Natural-language object grounding data
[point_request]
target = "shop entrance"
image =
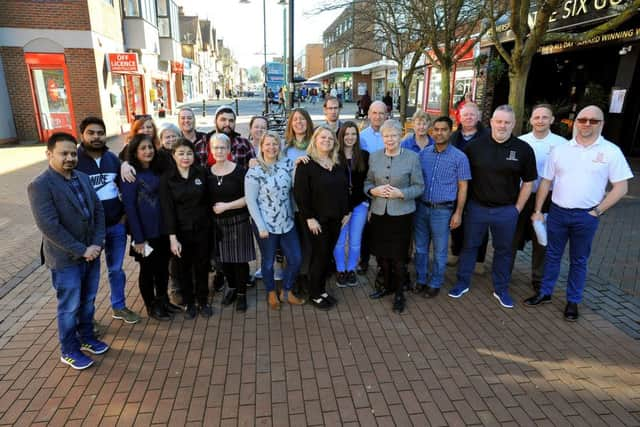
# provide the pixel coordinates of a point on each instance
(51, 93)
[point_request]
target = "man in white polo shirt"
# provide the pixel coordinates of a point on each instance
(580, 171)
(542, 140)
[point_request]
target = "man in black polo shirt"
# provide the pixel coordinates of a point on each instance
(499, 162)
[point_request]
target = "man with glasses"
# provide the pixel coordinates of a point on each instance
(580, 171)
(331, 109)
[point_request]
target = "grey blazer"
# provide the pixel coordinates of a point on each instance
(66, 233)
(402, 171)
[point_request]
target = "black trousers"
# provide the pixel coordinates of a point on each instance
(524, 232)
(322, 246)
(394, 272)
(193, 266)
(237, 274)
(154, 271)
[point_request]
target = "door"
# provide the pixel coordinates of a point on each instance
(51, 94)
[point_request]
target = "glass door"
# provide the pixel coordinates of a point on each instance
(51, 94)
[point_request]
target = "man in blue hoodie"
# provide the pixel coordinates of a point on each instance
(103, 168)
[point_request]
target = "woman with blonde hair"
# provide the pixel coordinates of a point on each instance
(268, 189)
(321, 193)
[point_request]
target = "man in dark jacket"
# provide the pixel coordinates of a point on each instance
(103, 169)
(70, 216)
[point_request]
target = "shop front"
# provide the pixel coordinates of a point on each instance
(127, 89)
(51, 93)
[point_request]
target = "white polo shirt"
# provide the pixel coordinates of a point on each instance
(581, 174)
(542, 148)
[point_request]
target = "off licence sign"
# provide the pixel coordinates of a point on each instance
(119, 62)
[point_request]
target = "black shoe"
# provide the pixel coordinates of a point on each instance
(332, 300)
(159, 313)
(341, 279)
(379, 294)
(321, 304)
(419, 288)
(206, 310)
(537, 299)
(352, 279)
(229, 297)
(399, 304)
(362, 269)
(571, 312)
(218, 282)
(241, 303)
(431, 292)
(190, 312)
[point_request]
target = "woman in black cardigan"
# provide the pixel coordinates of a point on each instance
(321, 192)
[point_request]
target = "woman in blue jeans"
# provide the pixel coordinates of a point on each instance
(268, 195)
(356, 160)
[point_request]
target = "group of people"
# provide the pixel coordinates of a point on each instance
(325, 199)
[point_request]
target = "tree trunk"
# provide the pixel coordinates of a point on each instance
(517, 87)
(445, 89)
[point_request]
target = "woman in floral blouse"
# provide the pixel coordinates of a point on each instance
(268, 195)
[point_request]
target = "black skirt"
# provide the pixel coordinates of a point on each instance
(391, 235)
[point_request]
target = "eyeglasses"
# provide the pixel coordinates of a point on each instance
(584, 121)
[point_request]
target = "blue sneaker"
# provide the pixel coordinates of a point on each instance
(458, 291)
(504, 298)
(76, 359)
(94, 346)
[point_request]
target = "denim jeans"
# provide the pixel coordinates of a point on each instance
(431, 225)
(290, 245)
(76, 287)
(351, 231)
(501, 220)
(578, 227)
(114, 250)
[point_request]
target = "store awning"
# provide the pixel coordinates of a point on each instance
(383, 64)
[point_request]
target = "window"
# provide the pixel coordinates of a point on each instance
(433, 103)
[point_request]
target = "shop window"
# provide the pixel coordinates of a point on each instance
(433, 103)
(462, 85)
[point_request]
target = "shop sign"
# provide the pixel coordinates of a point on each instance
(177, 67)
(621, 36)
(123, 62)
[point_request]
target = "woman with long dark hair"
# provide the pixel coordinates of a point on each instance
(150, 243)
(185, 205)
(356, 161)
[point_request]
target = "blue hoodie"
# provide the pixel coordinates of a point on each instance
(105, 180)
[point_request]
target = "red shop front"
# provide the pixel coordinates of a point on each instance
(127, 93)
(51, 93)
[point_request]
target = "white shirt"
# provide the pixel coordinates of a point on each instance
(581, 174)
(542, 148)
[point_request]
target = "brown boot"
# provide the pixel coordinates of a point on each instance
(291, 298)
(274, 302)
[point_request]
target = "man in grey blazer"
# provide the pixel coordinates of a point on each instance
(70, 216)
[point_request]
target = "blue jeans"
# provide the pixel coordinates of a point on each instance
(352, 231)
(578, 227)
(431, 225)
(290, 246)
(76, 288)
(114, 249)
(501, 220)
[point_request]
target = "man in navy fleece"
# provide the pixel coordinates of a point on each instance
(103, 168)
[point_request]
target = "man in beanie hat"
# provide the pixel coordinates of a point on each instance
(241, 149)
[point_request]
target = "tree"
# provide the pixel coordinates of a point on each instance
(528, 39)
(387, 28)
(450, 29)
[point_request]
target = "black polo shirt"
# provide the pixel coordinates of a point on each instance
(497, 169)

==

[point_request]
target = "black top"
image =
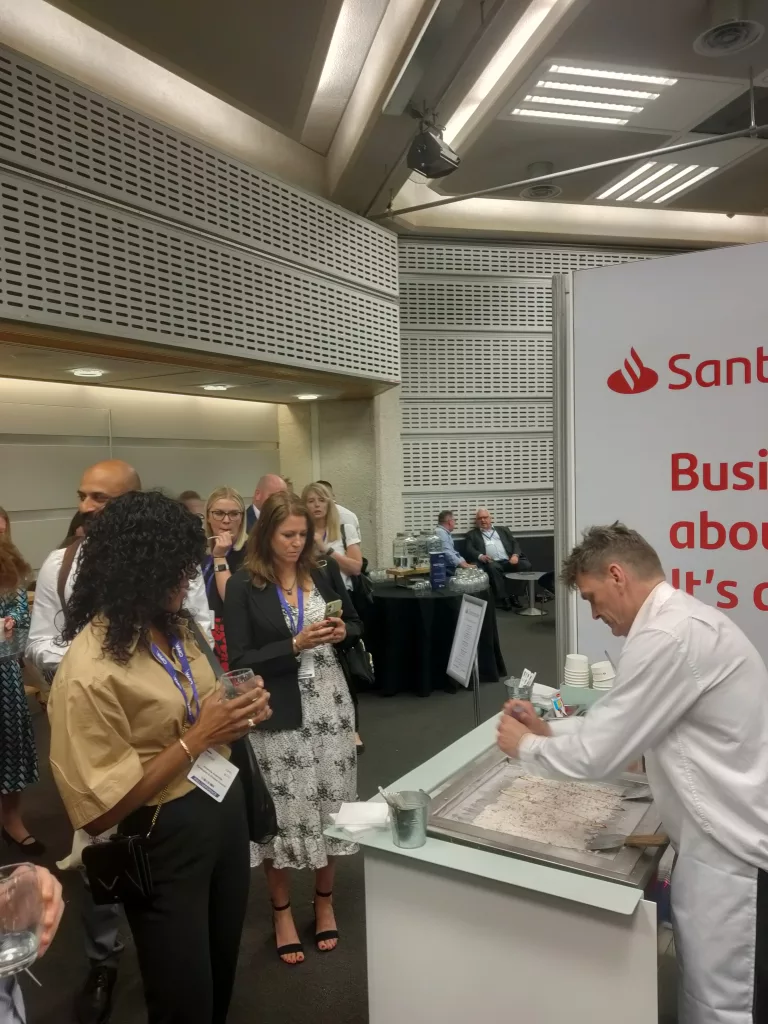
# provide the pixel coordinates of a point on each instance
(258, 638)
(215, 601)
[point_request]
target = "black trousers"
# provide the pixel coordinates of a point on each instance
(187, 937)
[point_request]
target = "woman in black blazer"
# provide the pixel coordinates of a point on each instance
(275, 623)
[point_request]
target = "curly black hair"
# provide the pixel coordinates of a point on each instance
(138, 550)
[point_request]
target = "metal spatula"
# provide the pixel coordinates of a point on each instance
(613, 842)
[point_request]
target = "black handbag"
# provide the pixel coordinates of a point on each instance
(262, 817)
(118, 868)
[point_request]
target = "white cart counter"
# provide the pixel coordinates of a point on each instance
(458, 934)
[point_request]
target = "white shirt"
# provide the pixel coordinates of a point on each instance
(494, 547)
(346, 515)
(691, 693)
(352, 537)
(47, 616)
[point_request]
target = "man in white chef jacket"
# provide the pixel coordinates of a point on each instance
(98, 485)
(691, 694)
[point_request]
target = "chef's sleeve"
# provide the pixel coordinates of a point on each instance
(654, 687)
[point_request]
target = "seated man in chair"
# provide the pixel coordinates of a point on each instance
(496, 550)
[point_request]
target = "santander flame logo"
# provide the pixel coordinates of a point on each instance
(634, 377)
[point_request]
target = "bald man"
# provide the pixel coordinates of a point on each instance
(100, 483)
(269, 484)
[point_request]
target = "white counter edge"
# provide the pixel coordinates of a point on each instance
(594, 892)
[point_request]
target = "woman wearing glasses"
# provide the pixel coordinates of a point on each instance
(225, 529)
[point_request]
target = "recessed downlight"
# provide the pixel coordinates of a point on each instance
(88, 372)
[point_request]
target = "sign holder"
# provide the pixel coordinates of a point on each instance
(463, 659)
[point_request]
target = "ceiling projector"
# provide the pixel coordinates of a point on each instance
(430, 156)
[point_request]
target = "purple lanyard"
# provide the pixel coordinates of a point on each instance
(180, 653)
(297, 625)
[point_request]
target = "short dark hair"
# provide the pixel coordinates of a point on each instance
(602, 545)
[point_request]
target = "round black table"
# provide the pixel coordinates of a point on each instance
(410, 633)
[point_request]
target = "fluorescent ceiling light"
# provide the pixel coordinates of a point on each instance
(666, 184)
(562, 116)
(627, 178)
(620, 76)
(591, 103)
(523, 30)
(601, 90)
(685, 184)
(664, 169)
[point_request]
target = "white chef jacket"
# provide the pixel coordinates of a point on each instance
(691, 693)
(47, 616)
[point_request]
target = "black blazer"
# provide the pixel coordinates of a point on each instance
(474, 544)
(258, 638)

▶ TASK TO COMPLETE:
What lines in the data above carry "blue"? Return them all.

▶ RESPONSE FOR THIS EXERCISE:
target = "man in blue hoodie"
target = "woman in blue jeans"
target = "blue sneaker"
target = "blue hoodie"
target = "blue jeans"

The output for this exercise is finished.